● **Aangeleverd fragment**:
/---

De leden zijn verplicht al die maatregelen te nemen, die een ongestoorde uitoefening van de lidmaatschapsrechten van anderen waarborgen. In het bijzonder mag een dezer geen hinder, gevaar of overlast worden bezorgd. De leden zijn op het complex verantwoordelijk voor het gedrag van hun familieleden en gasten.
Artikel 10.2.
Het is niet toegestaan de tuin van een ander lid zonder diens toestemming te betreden. Voor wat betreft het betreden van kavels door bestuurs- of commissieleden geldt het gestelde in artikel 37 van het huishoudelijk reglement en artikel 10 van het reglement adviescommissies.
Artikel 10.3.
Het is verboden op het recreatiepark huis- en/of andere dieren te houden behoudens met toestemming van het bestuur. Honden of katten mogen met de eigenaar het recreatiepark bezoeken, maar moeten buiten de eigen kavel steeds zijn aangelijnd. Het uitlaten van deze dieren mag alleen plaatsvinden op de hondenuitlaatplaats.
Artikel 10.4.
Het is verboden om op het recreatiepark handel te drijven. Commerciële, politieke of godsdienstige openlijke aanprijzingen voor welk doel of van welke aard dan ook, mogen noch in woord noch in geschrift worden gemaakt.
Artikel 10.5.
De gemeenschappelijke sanitaire voorzieningen moeten als zodanig worden gebruikt en onderhouden.

\---

● **Opdrachten**:
**A)** Waar mag het uitlaten van honden en katten volgens de parkregels alleen plaatsvinden?
**B)** Typ uit de parkregels het stuk over dat begint bij "Het is verboden op" en eindigt bij "Artikel 10.4.".
**C)** Schrijf de parkregels verder, aansluitend op de laatste zin.

(Gegevens uit de dataset)
/---

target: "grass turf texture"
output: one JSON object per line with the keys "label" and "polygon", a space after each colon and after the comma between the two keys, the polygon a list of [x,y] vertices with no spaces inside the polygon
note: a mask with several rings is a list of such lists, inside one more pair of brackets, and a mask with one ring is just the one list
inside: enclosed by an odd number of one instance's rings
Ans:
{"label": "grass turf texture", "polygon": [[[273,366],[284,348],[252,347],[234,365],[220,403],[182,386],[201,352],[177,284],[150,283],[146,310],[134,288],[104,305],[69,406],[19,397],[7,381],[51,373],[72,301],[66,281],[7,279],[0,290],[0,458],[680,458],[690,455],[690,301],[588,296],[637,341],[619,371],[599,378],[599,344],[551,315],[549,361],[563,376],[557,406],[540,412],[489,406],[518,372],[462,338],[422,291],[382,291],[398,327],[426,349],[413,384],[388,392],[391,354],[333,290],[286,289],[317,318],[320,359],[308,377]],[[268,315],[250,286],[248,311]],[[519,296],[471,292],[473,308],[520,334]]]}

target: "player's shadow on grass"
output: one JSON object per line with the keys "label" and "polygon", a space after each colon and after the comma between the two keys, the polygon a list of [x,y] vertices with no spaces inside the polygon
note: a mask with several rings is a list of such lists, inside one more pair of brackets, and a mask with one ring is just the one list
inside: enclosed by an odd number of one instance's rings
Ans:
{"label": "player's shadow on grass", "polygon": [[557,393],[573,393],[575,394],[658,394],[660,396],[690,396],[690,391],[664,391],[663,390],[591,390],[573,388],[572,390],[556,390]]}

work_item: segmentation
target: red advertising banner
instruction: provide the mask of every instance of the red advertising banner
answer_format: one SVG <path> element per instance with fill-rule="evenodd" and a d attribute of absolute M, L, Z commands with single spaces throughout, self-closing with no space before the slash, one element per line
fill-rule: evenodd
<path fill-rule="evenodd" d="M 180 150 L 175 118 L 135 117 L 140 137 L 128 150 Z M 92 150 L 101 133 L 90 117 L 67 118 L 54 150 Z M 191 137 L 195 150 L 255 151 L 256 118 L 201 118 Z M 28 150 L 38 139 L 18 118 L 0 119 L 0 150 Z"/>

\---

● **Antwoorden per opdracht**:
**A)** Alleen op de hondenuitlaatplaats.

**B)**
Het is verboden op het recreatiepark huis- en/of andere dieren te houden behoudens met toestemming van het bestuur. Honden of katten mogen met de eigenaar het recreatiepark bezoeken, maar moeten buiten de eigen kavel steeds zijn aangelijnd. Het uitlaten van deze dieren mag alleen plaatsvinden op de hondenuitlaatplaats.
Artikel 10.4.

**C)**
Artikel 10.6.
Ten behoeve van de leden is een plaats gereserveerd op het parkeerterrein voor het tijdelijk storten van zand, mest en andere materialen. De leden die van die mogelijkheid gebruik maken, dienen dat materiaal in ieder geval binnen twee weken na storting / plaatsing te hebben verwijderd.
Artikel 10.7.
Valide leden mogen slechts te voet gebruik maken van de tegelpaden. Een lid dat een pad – bijvoorbeeld met het verplaatsen van mest – vervuilt, moet dat pad onmiddellijk reinigen.
Artikel 10.8.
Het gebruik van gemotoriseerd gereedschap is tussen 1 april en 1 oktober op werkdagen dagelijks toegestaan van 08.00 tot 12.00 uur en van 20.00 tot 22.00 uur. Op zaterdag is het gebruik toegestaan van 08.00 tot 17.00 uur. Op zaterdagavonden, zon- en feestdagen is het gebruik van gemotoriseerd gereedschap niet toegestaan. Tussen 1 oktober en 1 april is het gebruik van gemotoriseerd gereedschap onbeperkt toegestaan met uitzondering van de zon- en feestdagen.
Artikel 10.9.
Indien een lid buiten diens aanwezigheid zijn kavel geregeld door derden wil laten bewerken, dan wel bepaalde werkzaamheden in zijn tuin door derden wil laten verrichten, doet hij daarvan mededeling aan het bestuur. Het bestuur licht de tuincommissie daarover in.
Lidmaatschap
Artikel 11.1.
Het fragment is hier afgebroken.